Document text
-- BEGIN --
Japan Macro Opportunities

Master Fund, L.P.

(A Cayman Islands Exempted Limited Partnership)

 

Financial Statements as of and for the

Year Ended December 31, 2013, and

Independent Auditors’ Report

 

FJ-36
 

 

 

  Deloitte & Touche
  One Capital Place
  P.O. Box 1787
  Grand Cayman KY1-1109
  CAYMAN ISLANDS
   
  Tel: +1 345 949 7500
  Fax:+1 345 949 8238
  cayman@deloitte.com
  www.deloitte.com

 

INDEPENDENT AUDITORS’ REPORT

 

To the General Partner of

Japan Macro Opportunities Master Fund, L.P.:

 

We have audited the accompanying financial statements of Japan Macro Opportunities Master Fund, L.P. (a Cayman Islands Exempted Limited Partnership) (the “Master Fund”), which comprise the statement of assets and liabilities, including the condensed schedule of investments, as of December 31, 2013, and the related statements of operations, changes in partners’ capital, and cash flows for the year then ended (all expressed in United States dollars), and the related notes to the financial statements.

 

Management’s Responsibility for the Financial Statements

 

Management is responsible for the preparation and fair presentation of these financial statements in accordance with accounting principles generally accepted in the United States of America; this includes the design, implementation, and maintenance of internal control relevant to the preparation and fair presentation of financial statements that are free from material misstatement, whether due to fraud or error.
-- END --
Work to complete
(a) Answer these questions using the audit report:
(i) On what island is the Deloitte & Touche office located?
(ii) In what currency are the financial statements expressed?
(iii) Who is responsible for the preparation and fair presentation of the financial statements?
(b) Continue the audit report from the point where it stops.
The listing that follows comes from a separate source and is unrelated to the audit report.

Supplied information
-- BEGIN --
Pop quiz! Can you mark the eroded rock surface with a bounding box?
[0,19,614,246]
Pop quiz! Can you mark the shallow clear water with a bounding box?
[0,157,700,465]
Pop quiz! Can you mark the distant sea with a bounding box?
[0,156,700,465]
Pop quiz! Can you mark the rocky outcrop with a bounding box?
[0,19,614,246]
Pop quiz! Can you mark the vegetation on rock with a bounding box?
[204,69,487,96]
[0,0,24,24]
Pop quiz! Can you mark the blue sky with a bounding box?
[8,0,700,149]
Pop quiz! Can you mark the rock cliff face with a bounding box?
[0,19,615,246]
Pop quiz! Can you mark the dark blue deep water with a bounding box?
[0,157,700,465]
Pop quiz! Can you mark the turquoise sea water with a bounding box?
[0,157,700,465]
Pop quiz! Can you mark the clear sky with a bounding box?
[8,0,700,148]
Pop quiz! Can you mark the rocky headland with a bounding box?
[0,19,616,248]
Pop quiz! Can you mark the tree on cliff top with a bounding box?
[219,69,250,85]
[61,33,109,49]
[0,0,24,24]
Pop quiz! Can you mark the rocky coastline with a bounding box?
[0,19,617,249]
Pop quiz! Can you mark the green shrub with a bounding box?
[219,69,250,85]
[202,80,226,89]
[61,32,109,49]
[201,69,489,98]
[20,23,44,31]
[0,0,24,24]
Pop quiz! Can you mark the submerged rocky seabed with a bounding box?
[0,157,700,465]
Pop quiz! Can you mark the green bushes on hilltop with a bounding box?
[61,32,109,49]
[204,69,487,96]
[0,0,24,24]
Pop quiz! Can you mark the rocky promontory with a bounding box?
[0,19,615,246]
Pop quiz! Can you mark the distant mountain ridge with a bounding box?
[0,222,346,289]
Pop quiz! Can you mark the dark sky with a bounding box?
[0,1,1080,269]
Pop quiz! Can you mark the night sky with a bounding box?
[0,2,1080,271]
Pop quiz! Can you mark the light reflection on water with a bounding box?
-- END --
Responses
(a)
(i) Grand Cayman
(ii) United States dollars
(iii) Management

(b)
 

Auditors’ Responsibility

 

Our responsibility is to express an opinion on these financial statements based on our audit. We conducted our audit in accordance with auditing standards generally accepted in the United States of America. Those standards require that we plan and perform the audit to obtain reasonable assurance about whether the financial statements are free from material misstatement.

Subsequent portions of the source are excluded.